EXERCISE DIRECTIONS »
Answer these questions using the blog post on the Genoa Township sewer bond.
(a) How long is the pipeline the bond would pay for?
(b) According to the post, what is contaminating the groundwater below the Oak Point plant?
(c) Which township has already banned the salt?

DOCUMENT EXCERPT »
========

Friday, January 11, 2013

Tell Genoa Township Trustees to vote NO on the Sewer Bond!

To anyone reading this blog living in Oak Point, Tri Lakes or North Shore (in Genoa Township) who are served by the Oak Point wastewater treatment plant, tell your township trustees to vote NO on the sewer bond.  The bond will stick us with a 5 million dollar five mile pipeline to the Genoa / Oceola treatment plant - a cost of $3571 per household for the 1,400 households served by the Oak Point plant. The bond will likely be voted on in late January or early February by the Board.

Township officials are pushing this bond and pipeline because groundwater below the Oak Point plant is being contaminated by salt from the water softeners of households connected to the plant.  The Plant does not treat for salt, but lets it seep in settling ponds into the ground and groundwater.  By connecting to the Genoa Oceola plant 5 miles away this salty water is directed there.  The Genoa Oceola plant then discharges into surface water, namely the Shiawassee River system.

There is a better and potentially cheaper alternative.  Ban the salt.  Hamburg Township has already successfully done so, and we can to.  Hamburg Township allows the use of potassium chloride or any of a number of systems that use no salt or potassium chloride (thus saving the cost of buying salt or potassium chloride). These no salt systems can cost less than the $3571per household the bond issue costs (and you need never buy salt or potassium chloride again).

========

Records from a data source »
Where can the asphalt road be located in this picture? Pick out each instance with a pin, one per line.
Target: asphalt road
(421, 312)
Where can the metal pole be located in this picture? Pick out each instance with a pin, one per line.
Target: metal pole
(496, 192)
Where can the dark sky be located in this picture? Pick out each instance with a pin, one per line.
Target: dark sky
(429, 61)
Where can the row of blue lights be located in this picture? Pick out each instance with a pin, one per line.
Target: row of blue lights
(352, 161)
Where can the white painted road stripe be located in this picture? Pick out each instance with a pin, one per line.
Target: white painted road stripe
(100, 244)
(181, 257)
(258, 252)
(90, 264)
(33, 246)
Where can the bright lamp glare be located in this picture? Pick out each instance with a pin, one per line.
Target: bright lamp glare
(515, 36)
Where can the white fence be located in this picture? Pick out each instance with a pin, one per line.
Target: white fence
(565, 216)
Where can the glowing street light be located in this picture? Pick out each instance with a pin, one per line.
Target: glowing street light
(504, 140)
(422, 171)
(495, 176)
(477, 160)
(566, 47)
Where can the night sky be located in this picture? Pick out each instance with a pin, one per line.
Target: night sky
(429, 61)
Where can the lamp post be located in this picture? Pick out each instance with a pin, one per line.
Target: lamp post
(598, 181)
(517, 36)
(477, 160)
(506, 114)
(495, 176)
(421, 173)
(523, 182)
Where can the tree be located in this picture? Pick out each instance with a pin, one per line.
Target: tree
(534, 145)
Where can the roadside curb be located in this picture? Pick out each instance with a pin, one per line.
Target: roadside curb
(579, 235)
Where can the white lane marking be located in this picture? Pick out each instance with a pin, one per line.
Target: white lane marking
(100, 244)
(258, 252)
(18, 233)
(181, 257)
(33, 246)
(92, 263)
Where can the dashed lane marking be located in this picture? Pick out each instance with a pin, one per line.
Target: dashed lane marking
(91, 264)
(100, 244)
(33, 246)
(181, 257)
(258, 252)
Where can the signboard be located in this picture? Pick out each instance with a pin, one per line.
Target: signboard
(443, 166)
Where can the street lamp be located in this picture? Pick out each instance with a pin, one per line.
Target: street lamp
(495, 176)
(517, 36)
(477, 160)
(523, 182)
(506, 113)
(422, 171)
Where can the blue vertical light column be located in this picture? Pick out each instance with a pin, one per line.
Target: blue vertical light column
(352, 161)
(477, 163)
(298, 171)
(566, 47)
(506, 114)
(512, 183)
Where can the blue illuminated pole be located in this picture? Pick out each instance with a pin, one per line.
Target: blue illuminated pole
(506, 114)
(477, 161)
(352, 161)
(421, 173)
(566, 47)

========

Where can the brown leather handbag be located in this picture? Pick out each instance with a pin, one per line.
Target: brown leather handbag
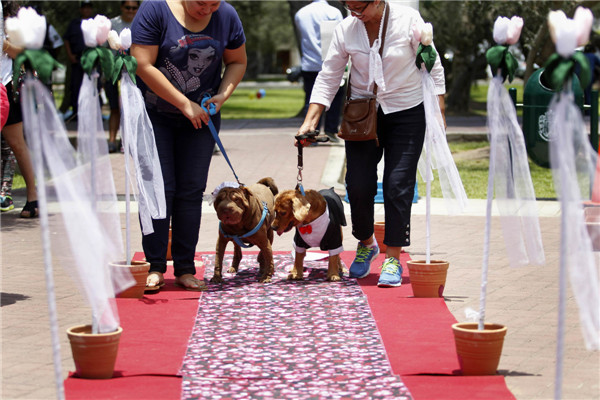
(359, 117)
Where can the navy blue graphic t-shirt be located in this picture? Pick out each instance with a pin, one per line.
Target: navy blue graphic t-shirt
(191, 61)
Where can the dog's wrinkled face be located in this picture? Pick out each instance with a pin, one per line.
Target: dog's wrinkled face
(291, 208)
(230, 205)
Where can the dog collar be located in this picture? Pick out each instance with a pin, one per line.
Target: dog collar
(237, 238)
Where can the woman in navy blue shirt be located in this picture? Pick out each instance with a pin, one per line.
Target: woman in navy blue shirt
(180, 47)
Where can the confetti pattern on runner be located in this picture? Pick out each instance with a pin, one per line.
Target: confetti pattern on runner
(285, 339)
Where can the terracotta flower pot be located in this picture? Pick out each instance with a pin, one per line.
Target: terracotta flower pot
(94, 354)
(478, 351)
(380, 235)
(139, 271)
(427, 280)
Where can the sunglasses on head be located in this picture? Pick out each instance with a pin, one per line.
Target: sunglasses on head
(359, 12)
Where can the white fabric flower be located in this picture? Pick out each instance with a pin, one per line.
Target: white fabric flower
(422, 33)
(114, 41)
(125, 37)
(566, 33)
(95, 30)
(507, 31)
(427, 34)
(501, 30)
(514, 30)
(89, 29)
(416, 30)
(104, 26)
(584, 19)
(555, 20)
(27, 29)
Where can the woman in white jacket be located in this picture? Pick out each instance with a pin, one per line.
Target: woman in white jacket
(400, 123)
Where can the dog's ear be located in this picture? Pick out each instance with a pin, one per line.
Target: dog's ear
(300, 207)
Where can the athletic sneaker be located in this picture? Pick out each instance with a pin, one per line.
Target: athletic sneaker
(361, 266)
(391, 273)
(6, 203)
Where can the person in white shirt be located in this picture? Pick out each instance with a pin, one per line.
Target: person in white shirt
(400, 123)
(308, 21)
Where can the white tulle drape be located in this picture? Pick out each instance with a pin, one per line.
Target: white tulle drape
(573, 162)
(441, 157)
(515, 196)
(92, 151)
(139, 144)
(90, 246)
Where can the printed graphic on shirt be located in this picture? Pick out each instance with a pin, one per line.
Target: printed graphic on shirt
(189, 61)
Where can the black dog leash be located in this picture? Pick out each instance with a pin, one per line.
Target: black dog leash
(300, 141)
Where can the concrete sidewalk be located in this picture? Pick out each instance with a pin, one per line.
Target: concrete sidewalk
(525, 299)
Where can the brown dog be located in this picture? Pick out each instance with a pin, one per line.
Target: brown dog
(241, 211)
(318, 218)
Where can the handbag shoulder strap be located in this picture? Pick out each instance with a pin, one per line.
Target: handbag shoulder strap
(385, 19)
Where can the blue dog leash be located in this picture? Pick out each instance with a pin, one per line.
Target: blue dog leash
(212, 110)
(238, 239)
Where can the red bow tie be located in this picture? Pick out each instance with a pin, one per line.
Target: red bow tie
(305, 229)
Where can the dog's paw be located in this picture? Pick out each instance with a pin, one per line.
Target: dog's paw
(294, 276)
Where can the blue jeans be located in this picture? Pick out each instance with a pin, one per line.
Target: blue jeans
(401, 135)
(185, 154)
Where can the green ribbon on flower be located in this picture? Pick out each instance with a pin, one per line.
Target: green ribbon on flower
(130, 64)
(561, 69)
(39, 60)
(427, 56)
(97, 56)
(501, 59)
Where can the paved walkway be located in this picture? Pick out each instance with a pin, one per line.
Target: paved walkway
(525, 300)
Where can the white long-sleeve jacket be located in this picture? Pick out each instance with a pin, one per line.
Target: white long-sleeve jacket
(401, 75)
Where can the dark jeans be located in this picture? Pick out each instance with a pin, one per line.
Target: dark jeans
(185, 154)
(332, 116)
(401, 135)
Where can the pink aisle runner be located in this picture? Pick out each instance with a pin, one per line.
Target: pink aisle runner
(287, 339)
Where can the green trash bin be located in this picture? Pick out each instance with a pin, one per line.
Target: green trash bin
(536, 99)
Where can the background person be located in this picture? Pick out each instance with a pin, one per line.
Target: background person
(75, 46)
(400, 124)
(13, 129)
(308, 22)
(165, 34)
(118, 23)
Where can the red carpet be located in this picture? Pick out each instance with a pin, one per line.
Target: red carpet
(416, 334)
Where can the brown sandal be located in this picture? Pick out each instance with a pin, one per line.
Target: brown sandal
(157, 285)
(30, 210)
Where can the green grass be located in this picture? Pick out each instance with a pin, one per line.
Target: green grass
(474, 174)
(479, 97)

========

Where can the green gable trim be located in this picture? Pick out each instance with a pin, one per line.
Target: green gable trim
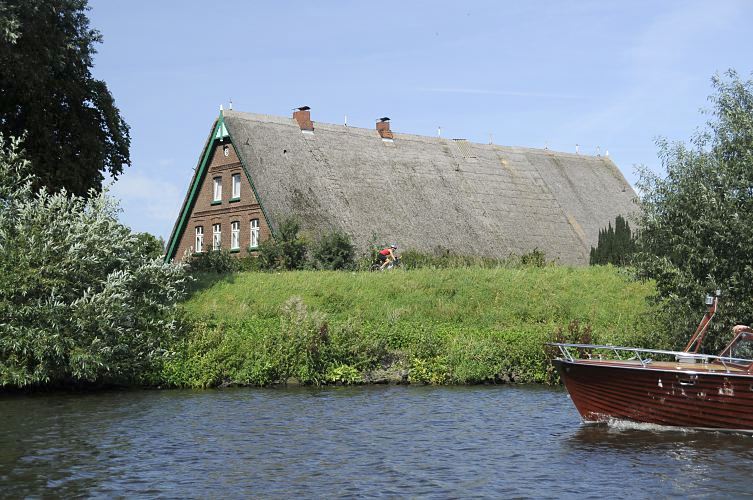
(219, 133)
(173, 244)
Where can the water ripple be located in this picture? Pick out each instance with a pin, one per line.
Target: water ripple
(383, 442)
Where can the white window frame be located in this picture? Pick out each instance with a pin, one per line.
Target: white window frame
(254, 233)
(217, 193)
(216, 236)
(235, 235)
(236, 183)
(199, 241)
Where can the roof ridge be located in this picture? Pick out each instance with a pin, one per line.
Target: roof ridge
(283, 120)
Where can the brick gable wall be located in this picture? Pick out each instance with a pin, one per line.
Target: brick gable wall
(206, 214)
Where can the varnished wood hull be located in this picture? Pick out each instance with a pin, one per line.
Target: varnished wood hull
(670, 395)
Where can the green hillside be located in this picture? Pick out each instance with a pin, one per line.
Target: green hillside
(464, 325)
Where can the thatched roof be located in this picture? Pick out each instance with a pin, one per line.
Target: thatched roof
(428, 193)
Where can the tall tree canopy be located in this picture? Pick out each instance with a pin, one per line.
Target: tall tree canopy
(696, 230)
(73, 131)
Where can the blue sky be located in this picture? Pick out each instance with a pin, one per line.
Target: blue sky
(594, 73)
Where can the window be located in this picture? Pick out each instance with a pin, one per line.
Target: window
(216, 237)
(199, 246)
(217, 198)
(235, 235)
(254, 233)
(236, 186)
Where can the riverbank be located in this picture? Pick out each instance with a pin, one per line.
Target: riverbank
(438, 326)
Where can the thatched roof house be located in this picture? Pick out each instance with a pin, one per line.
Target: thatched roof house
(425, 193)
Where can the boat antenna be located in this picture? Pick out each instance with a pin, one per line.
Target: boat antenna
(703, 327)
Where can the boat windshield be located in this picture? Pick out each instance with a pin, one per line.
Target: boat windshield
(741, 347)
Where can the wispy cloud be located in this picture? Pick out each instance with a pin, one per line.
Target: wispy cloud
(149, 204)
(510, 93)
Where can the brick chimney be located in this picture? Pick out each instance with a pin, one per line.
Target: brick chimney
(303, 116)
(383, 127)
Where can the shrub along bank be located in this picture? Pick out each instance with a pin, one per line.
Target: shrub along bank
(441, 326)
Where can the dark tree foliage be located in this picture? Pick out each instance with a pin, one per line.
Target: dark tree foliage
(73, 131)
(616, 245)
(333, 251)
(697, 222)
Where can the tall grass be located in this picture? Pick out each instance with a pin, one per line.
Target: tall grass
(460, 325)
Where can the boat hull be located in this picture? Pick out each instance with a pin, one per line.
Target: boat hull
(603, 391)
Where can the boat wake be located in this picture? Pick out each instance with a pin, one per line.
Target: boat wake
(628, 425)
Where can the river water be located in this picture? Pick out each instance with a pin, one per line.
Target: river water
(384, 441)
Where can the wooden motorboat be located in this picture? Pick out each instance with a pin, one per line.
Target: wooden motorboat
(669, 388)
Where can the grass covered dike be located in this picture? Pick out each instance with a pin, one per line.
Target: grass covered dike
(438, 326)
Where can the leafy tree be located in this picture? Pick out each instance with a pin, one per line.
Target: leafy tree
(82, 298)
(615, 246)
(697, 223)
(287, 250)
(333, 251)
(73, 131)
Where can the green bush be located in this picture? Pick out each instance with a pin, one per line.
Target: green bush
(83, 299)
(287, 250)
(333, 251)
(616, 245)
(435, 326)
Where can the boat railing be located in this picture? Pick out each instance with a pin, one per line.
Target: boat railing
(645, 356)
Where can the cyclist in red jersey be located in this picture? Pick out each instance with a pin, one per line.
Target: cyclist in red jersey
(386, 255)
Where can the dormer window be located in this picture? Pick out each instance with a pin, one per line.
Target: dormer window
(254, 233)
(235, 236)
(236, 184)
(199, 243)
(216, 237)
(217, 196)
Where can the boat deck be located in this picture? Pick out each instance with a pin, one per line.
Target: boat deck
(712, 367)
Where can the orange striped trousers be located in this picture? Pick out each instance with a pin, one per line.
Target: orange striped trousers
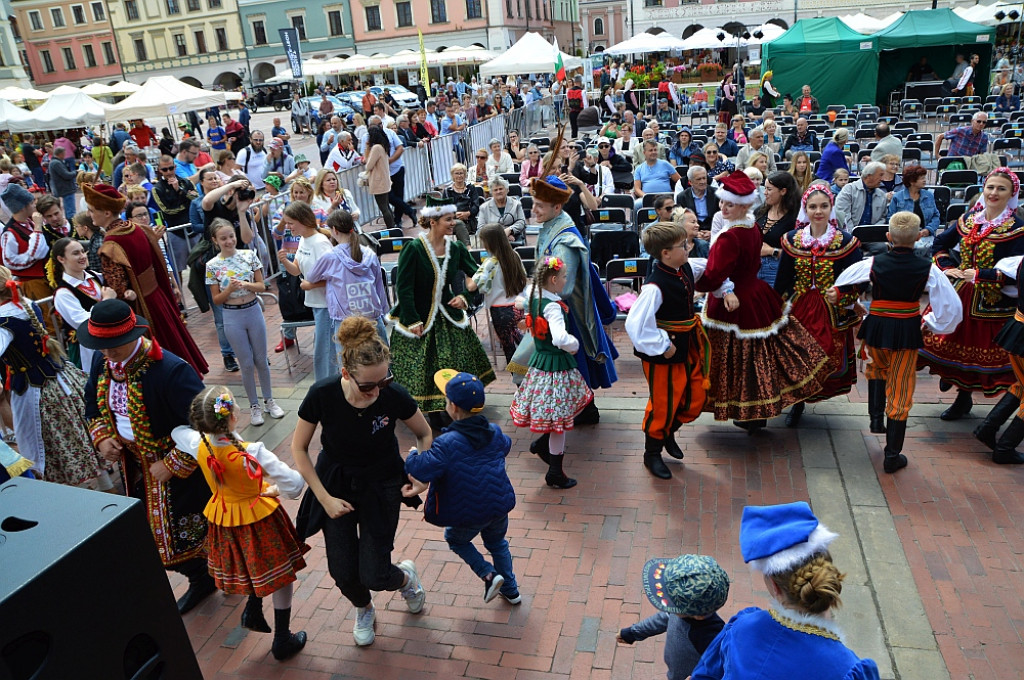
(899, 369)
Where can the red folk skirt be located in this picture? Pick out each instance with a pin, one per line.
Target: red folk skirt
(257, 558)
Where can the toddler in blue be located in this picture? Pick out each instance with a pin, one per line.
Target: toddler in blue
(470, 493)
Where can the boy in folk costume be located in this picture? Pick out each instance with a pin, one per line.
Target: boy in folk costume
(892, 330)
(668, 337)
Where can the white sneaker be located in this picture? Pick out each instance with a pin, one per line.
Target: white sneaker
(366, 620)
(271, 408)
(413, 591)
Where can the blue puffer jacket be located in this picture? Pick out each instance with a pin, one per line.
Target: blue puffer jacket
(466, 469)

========

EXERCISE ANSWER »
(a) Five miles.
(b) Salt from the water softeners of households connected to the plant.
(c) Hamburg Township.